* [TRY IT]
Only an exact copy of the records, from the line with "I'm trying to find the parked" through the last line, is wanted.

Items from a data source

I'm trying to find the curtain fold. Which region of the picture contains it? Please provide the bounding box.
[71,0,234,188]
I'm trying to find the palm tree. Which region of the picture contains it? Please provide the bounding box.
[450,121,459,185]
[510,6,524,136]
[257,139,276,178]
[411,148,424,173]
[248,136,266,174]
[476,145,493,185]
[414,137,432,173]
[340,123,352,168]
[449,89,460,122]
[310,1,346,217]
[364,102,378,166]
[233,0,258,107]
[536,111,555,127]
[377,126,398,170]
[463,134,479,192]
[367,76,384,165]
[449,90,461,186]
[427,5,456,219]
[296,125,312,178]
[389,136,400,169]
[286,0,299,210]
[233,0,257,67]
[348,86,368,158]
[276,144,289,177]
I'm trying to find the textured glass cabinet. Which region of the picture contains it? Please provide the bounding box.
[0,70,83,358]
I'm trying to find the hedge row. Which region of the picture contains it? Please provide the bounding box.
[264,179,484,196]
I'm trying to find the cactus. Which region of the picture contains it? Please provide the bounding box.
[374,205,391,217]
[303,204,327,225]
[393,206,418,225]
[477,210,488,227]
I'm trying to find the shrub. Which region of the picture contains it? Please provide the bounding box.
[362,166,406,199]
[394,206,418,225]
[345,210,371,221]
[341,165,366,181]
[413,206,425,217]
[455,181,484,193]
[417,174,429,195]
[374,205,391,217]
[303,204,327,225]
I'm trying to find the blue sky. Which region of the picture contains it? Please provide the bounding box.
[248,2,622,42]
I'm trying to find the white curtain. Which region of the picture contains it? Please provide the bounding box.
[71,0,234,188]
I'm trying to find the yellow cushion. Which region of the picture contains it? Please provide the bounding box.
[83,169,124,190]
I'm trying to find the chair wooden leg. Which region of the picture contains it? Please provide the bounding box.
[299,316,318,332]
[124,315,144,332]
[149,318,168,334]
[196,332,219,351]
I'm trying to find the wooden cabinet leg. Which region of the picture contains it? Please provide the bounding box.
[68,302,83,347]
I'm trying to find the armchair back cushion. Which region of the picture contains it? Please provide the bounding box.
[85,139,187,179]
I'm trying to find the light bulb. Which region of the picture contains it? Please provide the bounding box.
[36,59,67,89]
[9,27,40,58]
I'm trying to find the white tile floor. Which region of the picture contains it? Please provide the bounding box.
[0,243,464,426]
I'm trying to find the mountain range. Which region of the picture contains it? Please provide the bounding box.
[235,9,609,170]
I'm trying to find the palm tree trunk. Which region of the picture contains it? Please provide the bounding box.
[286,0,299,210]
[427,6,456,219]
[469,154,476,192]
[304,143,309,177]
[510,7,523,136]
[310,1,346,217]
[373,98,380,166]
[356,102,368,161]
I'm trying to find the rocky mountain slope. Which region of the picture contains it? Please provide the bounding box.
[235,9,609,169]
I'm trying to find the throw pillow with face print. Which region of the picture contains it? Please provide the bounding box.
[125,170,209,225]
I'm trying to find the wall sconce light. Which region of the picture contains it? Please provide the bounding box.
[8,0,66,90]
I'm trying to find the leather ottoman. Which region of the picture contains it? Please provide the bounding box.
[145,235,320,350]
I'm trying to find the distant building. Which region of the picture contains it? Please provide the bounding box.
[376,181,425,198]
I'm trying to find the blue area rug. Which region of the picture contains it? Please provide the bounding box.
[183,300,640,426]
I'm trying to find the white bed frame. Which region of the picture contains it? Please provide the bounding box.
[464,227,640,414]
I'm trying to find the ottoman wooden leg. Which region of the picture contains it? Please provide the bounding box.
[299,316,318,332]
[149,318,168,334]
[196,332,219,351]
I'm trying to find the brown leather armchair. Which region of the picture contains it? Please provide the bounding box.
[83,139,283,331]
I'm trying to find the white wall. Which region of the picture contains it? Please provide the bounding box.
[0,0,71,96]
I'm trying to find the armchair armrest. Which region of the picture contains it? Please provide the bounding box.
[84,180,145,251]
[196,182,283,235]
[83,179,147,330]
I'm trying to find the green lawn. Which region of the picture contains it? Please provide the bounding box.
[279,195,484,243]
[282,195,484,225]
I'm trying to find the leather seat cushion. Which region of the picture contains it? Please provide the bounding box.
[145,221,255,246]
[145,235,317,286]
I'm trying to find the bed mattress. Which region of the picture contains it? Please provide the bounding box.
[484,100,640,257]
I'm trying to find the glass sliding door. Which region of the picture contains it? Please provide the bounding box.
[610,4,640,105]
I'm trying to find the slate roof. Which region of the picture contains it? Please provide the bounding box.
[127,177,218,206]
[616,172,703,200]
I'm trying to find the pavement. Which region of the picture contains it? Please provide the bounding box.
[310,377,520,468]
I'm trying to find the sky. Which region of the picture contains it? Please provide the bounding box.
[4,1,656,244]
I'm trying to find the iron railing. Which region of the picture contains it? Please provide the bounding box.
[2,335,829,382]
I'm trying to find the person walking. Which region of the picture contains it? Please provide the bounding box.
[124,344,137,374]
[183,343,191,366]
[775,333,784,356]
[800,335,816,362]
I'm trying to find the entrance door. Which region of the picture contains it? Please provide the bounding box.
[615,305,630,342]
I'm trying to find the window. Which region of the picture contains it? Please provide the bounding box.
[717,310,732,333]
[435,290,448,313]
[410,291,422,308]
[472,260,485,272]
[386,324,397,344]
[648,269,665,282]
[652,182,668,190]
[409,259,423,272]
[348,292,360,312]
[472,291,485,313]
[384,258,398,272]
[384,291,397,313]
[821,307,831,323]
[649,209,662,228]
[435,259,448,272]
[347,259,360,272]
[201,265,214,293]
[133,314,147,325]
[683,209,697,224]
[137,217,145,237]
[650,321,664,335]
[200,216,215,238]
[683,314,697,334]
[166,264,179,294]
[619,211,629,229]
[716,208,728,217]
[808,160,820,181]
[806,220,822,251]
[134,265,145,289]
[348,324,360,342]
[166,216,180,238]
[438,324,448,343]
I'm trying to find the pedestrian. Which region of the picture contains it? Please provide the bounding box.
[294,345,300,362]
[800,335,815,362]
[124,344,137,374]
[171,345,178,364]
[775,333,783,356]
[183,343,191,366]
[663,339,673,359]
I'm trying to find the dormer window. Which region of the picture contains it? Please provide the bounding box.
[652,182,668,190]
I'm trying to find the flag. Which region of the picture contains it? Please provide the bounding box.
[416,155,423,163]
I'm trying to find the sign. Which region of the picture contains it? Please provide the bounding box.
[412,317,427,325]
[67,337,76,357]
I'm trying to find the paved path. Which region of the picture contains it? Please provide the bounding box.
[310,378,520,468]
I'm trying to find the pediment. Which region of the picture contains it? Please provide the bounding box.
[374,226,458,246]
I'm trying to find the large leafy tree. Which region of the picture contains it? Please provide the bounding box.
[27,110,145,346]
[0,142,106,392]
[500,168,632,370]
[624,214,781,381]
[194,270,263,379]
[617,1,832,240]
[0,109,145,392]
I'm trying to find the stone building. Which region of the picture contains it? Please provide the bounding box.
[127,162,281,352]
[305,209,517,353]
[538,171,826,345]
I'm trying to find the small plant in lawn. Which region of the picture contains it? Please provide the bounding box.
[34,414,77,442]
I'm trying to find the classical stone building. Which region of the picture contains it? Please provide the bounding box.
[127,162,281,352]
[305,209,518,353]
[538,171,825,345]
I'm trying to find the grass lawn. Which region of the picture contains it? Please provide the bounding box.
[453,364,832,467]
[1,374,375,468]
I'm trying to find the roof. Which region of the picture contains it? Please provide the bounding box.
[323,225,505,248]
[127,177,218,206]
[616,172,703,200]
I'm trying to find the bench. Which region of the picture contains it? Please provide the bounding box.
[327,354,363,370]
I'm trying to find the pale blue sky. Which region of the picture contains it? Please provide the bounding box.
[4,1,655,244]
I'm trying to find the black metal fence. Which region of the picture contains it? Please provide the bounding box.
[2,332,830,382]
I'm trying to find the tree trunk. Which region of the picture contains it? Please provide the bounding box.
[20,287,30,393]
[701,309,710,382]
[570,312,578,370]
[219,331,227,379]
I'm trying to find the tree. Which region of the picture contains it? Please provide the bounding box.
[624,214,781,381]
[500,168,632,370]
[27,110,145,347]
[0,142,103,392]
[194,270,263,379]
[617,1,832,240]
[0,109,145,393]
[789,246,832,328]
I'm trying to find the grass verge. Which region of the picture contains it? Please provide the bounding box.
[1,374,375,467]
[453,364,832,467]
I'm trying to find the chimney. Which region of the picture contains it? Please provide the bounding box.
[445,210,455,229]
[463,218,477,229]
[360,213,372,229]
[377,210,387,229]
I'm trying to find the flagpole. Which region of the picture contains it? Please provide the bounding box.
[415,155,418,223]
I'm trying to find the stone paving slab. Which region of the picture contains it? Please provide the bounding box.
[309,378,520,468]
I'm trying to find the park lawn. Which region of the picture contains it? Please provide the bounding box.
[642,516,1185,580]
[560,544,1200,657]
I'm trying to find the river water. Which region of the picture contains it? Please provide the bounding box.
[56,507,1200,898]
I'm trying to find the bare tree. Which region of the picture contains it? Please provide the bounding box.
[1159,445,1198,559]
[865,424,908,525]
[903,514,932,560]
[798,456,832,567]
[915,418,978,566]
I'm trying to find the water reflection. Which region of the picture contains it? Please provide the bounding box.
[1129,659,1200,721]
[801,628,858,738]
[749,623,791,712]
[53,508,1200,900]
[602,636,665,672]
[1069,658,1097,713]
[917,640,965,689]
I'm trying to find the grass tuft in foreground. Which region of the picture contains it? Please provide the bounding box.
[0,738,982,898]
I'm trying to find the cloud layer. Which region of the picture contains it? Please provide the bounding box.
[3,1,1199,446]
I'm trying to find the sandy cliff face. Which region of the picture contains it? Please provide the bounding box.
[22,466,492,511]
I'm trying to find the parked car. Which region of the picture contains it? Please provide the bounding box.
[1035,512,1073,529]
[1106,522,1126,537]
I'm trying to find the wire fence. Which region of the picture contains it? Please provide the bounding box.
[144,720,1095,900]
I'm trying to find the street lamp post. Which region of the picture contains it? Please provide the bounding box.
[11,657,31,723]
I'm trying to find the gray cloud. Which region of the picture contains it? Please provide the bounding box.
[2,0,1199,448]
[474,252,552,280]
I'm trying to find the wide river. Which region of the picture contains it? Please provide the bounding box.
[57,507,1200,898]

* [EXERCISE ANSWER]
I'm trying to find the parked car. Which region of the picture contains it? Please provide the bounding box.
[1035,512,1073,529]
[1106,522,1126,537]
I'm trying to find the wire fence. Which region of the picture contains it? Please provide the bounding box.
[144,720,1095,900]
I'm trying to find the street lamp post. Which region of the picture contains it? Please provide the bounding box.
[11,657,31,723]
I'm trying to find the gray cloud. Which region of the picture contains it? Please provide the bounding box.
[2,0,1199,448]
[474,252,552,280]
I'm trying to find the wide river. Which region of the picture contains it? Please provide the bounding box.
[57,507,1200,898]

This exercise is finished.